── Excerto ──

Autor: Carlos Mesters
Aqueles dois discípulos de Jesus, Cléofas e o seu colega, que seguiam pela estrada, em direcção a Emaús (Lucas 24, 13 – 35),
eram a expressão daquilo que se passou na vida dos apóstolos, depois que Jesus morreu.Eram, ao mesmo tempo, expressão daquilo que se passava na vida dos cristãos que andavam pela estrada da vida, no tempo em que Lucas escrevia este episódio no seu evangelho: gente perseguida, sem saberem colocar na sua vida a fé na ressurreição, pois a morte matava neles a esperança, e já não encontravam o Cristo vivo no qual acreditavam. São ainda a expressão daquilo que se passa na vida de muitos, hoje em dia.
«Nós esperávamos que Ele fosse o Libertador, mas hoje já é o terceiro dia…» (Lc. 24, 21). Essa foi a queixa amarga dos dois. Com a morte de Jesus, morreu algo na vida dos apóstolos, algo de fundamental importância. A vida, para eles, já não tinha sentido. Anteriormente, crescera neles uma tal união de vida com Jesus, que já não podiam conceber a vida sem Ele (cf. João 6, 68-69). Estavam dispostos a morrer com Ele (João 11, 16), a sofrer por Ele (cf. Mc. 10, 38-39), a morrer por Ele (cf. Mc. 14, 31, pois, sem Ele, tudo perderia o seu sentido. Por amor a Ele, tinham abandonado tudo o que possuíam (cf. Mc. 10, 28). Jesus tornara-se o eixo na roda da vida dos apóstolos.
A morte de Jesus foi a quebra do eixo. Ela impôs-se, tragicamente, como uma barreira intransponível, entre a situação presente e o ideal do futuro que tinham alimentado. Era melhor sair de Jerusalém (cf. Lc. 24, 13) e voltar, cada qual, para o seu canto e o seu trabalho (cf. João 21, 3). Nada feito. Foi uma ilusão, uma utopia, uma alienação, a de terem acreditado nesse Jesus e na mensagem que pregou. Agora, «já era o terceiro dia… » A Sua morte fê-los voltar ao chão duro da realidade.
Por outro lado , uma vez que o véu do futuro fora levantado e que haviam tido a ocasião de entrever as enormes possibilidades da vida humana, durante os três anos de convivência com Jesus, o desejo ficou. Depois que esse futuro se fechou, com a morte de Jesus, a realidade parecia mais escura do que antes. Um outro futuro já não os atraía. A morte destruiu todos os anseios e matou, radicalmente, qualquer tentativa de futuro.
E essa morte, não era só a cruz. Era toda uma situação que se encontrava na cruz e que conduzia à cruz a quem quisesse seguir pelo caminho de Cristo. As forças da morte estavam mais vivas do que nunca: o imperialismo romano, que com uma única palavra ratificou a condenação à morte; os soldados, que executaram a sentença do governador Pilatos, sem que houvesse possibilidade de impedi-los; os escribas, que com ela se alegraram; os faríseus e o farisaísmo, que a provocaram, manipulando a opinião pública; a mentalidade flutuante do povo, e tantos outros factores. Tudo isto contribuiu e se uniu, como uma força única, contra Jesus (cf. Act. 4, 24-28) e conseguiu vencê-lo. Matando Cristo, mataram o futuro no coração dos apóstolos. A morte estava personificada nessa situação, como uma força horrenda, ameaçando qualquer tentativa que os apóstolos fizessem, para continuar a fazer o que Jesus fazia. Acabou-se tudo. As sombras da morte instalaram-se na vida, impedindo a esperança e ameaçando oprimir tudo e todos.

───

## Tarefas
a. Transcreva palavra por palavra o texto sobre os discípulos de Emaús, de "Autor: Carlos Mesters" até "hoje em dia.", incluindo este último trecho.
b. Com base no texto sobre os discípulos de Emaús, diga se cada afirmação está de acordo com ele, respondendo sim ou não e citando as palavras que o decidem: (i) Os apóstolos tinham abandonado tudo o que possuíam por amor a Jesus. (ii) Depois da morte de Jesus, a realidade parecia aos apóstolos mais clara do que antes. (iii) Os soldados executaram a sentença do governador Herodes.
c. Escreva a continuação do texto sobre os discípulos de Emaús, começando logo a seguir à sua última frase.

── Listagem de dados ──

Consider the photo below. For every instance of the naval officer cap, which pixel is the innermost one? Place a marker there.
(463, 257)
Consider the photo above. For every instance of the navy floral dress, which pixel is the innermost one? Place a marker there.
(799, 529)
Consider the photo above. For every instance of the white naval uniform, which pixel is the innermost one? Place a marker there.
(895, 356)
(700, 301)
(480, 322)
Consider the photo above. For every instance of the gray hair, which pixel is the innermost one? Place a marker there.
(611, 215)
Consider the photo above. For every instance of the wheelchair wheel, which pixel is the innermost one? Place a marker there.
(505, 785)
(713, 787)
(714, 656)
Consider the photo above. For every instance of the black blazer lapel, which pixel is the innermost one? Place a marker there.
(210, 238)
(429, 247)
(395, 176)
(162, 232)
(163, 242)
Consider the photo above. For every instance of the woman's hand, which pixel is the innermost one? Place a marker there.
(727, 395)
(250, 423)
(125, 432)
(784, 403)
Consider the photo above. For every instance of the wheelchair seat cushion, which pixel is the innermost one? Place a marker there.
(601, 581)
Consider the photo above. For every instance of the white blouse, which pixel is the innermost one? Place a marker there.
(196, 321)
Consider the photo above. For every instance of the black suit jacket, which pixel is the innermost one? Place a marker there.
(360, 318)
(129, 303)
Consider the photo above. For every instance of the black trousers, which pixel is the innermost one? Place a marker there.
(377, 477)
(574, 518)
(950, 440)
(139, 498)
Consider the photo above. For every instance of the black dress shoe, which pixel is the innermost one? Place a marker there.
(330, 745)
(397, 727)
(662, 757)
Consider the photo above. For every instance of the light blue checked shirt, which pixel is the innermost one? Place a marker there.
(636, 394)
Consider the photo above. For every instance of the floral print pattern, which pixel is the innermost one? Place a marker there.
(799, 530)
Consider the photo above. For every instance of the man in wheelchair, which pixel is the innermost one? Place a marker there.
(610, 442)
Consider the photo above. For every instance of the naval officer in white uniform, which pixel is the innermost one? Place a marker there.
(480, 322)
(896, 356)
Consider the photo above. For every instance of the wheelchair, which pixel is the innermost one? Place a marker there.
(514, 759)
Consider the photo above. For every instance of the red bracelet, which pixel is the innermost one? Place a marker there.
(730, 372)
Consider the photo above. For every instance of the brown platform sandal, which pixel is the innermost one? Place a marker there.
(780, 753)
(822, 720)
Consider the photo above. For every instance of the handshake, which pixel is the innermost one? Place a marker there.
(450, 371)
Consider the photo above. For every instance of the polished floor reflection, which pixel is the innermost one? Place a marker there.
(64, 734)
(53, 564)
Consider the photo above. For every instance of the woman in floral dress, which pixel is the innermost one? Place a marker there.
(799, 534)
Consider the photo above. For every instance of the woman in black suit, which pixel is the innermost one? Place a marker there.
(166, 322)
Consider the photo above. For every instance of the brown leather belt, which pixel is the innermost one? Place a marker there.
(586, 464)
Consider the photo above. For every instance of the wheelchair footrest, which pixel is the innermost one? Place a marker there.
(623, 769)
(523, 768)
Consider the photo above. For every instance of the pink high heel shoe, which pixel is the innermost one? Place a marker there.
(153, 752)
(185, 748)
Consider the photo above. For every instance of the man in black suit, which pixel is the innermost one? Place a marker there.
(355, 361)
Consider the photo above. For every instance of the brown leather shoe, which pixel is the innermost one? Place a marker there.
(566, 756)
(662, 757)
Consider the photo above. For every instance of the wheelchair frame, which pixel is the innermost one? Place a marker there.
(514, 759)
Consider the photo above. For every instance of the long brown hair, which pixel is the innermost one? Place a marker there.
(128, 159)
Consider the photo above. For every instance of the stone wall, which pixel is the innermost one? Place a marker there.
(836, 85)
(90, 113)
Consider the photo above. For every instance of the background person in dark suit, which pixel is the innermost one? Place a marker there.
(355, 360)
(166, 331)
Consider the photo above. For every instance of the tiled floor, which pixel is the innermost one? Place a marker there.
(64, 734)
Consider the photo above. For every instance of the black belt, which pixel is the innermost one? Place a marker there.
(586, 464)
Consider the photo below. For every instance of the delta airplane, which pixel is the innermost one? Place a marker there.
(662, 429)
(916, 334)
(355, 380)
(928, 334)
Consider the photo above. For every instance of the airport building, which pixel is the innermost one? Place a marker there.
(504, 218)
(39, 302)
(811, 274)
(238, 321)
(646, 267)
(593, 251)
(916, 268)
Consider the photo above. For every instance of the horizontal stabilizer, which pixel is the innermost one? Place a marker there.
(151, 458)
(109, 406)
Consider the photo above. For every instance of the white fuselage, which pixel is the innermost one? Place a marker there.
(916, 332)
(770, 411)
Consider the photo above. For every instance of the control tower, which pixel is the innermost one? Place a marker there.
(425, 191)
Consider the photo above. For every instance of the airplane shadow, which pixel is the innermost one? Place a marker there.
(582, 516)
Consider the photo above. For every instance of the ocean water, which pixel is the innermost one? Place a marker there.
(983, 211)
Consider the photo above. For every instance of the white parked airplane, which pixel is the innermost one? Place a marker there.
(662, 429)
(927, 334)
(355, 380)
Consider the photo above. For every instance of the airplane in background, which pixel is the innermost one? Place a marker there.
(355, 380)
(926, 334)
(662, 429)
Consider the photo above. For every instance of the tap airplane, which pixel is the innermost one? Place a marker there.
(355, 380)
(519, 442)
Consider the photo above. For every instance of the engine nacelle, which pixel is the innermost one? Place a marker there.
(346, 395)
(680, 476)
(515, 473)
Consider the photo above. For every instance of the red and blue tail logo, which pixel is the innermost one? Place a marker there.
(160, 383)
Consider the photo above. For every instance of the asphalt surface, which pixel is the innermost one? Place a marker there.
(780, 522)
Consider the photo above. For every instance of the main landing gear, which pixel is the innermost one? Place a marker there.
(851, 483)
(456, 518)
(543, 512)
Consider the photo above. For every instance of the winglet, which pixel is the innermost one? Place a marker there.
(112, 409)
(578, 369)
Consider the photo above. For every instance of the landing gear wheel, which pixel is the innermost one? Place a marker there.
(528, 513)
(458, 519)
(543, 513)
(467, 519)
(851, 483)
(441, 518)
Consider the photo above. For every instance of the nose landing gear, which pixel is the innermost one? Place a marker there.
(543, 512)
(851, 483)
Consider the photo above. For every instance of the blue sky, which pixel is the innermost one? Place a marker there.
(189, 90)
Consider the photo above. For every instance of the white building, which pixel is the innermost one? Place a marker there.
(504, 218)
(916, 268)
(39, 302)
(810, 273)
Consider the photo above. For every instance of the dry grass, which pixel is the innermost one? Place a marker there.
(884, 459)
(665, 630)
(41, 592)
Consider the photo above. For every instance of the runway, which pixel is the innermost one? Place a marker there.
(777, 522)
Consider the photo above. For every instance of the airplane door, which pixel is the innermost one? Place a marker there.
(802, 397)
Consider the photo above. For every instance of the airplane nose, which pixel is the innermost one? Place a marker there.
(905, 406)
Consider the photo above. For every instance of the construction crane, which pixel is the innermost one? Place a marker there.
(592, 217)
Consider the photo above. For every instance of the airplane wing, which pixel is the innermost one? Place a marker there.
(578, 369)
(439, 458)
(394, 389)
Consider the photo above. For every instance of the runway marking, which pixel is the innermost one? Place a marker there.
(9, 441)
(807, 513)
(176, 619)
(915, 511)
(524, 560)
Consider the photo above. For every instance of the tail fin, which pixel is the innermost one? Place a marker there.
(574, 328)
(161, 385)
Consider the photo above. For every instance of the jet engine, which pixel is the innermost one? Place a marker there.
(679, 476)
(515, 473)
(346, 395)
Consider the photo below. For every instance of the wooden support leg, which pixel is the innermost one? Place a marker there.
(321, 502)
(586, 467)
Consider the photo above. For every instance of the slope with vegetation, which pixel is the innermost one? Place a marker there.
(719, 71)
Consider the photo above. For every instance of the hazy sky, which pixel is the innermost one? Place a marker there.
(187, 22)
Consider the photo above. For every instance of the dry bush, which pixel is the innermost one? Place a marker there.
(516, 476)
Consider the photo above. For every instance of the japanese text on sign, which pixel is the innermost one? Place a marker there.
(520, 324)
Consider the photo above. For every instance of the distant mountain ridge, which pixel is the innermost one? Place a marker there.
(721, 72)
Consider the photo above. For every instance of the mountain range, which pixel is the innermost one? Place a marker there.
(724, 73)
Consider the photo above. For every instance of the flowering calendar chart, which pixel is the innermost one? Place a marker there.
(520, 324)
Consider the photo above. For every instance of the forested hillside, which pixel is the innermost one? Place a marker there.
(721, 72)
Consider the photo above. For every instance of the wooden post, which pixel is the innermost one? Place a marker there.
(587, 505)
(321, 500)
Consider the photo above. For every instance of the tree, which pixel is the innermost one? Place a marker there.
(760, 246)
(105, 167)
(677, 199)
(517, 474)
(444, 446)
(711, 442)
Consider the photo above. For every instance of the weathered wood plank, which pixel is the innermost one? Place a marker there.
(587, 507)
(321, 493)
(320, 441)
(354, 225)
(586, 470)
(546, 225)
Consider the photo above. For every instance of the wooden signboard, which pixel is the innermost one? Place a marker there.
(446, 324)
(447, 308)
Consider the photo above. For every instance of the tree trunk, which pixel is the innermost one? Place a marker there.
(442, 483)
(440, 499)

───

## Exercícios resolvidos
a.
Autor: Carlos Mesters
Aqueles dois discípulos de Jesus, Cléofas e o seu colega, que seguiam pela estrada, em direcção a Emaús (Lucas 24, 13 – 35),
eram a expressão daquilo que se passou na vida dos apóstolos, depois que Jesus morreu.Eram, ao mesmo tempo, expressão daquilo que se passava na vida dos cristãos que andavam pela estrada da vida, no tempo em que Lucas escrevia este episódio no seu evangelho: gente perseguida, sem saberem colocar na sua vida a fé na ressurreição, pois a morte matava neles a esperança, e já não encontravam o Cristo vivo no qual acreditavam. São ainda a expressão daquilo que se passa na vida de muitos, hoje em dia.

b.
(i) Sim: «Por amor a Ele, tinham abandonado tudo o que possuíam».
(ii) Não: «a realidade parecia mais escura do que antes».
(iii) Não: «os soldados, que executaram a sentença do governador Pilatos».

c.
Os apóstolos ficaram com medo, diante dessa força, e fugiram (Mc. 14, 50-52). Trancaram até as portas da casa (João 20, 19). Com esses homens apavorados, ninguém mais podia contar para nada. Foram derrotados pela realidade que os esmagava.
A morte de Jesus matou algo nos apóstolos, como a morte do marido mata algo na esposa que fica, a morte do amigo mata algo no amigo. Os apóstolos estavam mais mortos do que o próprio Cristo. Estancou-se a fonte, a água acabou. Destruíram a central eléctrica, a luz apagou-se.
Essa era também a situação dos cristãos, que andavam pela estrada da vida, cerca do ano 75, tempo em que Lucas escrevia o seu evangelho. Uma grande frustração lhes enchia o coração. Por algum tempo, tinham acreditado em Jesus Cristo. Dizia-se que Ele estava vivo, no meio da comunidade. Ele teria obtido a vitória sobre a morte, e quem n’Ele acreditasse participava dessa força vitoriosa sobre a morte. Mas onde é que Ele estava? Onde estava essa vitória? O Império Romano continuava a perseguir os que em Cristo acreditavam. Não permitia que os cristãos abrissem uma nova estrada para o futuro, dando um novo sentido à vida humana. Os cristãos estavam a morrer, como criminosos comuns, nas prisões e na arena. Onde estava Cristo? «Esperávamos que Ele fosse o Libertador, mas agora … ». Uma barreira intransponível interpunha-se entre a realidade e o futuro. A morte, personificada nas estruturas do Império Romano, matava a esperança no coração dos cristãos. Adiantava continuar a crer?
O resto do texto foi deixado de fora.